Source document:
* * *
This past week the 3000m steeplechase became a national talking point thanks to the almighty efforts of Genevieve LaCaze. The majority of discussion centred on the proverbial clearing of red tape, but the way 22-year-old LaCaze cleared the real hurdles deserves as much of a spotlight.

It was a tale of two races five crucial days apart as LaCaze chased the magic Olympic A standard time of 9:43.00.

On June 8 LaCaze ran for her US College team the Florida Gators and bettered her personal best time by five seconds. She ran 9:50.25 to finish second in what she thought was her final dash at Olympic qualification. The Olympic dream appeared over as she fell two seconds outside even the Olympic B standard of 9:48.00.

“In my mind I’ve had those splits engrained in there since the start of the season,” she said after the race.

“I thought we’d gain that time back, and we gained some time back but we couldn’t do it.”

The girl that claims she is a “Gator for life” was disappointed despite finishing a valiant second.

“Any other year that I’ve run here in college I would have given up or I would have been happy with second place and said ‘hey, good on you Gen!’“

But missing the Olympic qualifier made the pain worse and LaCaze collapsed over the line. Then she saw her dad, Tony who had flown over from Australia as a surprise. LaCaze had booked him in to a ‘Motel 6’ at the last minute. Seeing him gave her some perspective.

“I’ve made so many people proud here that love me and believe in me- friends, family, everything, so I can’t ask for anything more. I’ve got to stand up and put my head up and realise I’ve accomplished so much more than I thought I could this year,” she said at the time.

In a stunning post-race revelation LaCaze said: “Now I just have to look to the future and realise that there is a future in running for me. I don’t want to hang my spikes up yet. I’m not ready to yet, I’m going to keep going.”
* * *
Information supplied:

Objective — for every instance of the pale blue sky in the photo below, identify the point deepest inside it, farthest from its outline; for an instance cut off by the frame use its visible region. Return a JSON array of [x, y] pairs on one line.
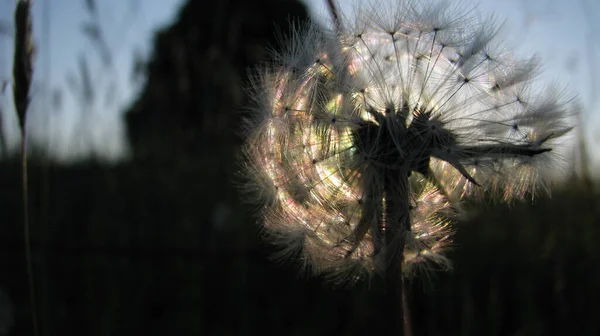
* * *
Work to be completed:
List every time in minutes and seconds given in the steeplechase article.

Completed task:
9:43.00, 9:50.25, 9:48.00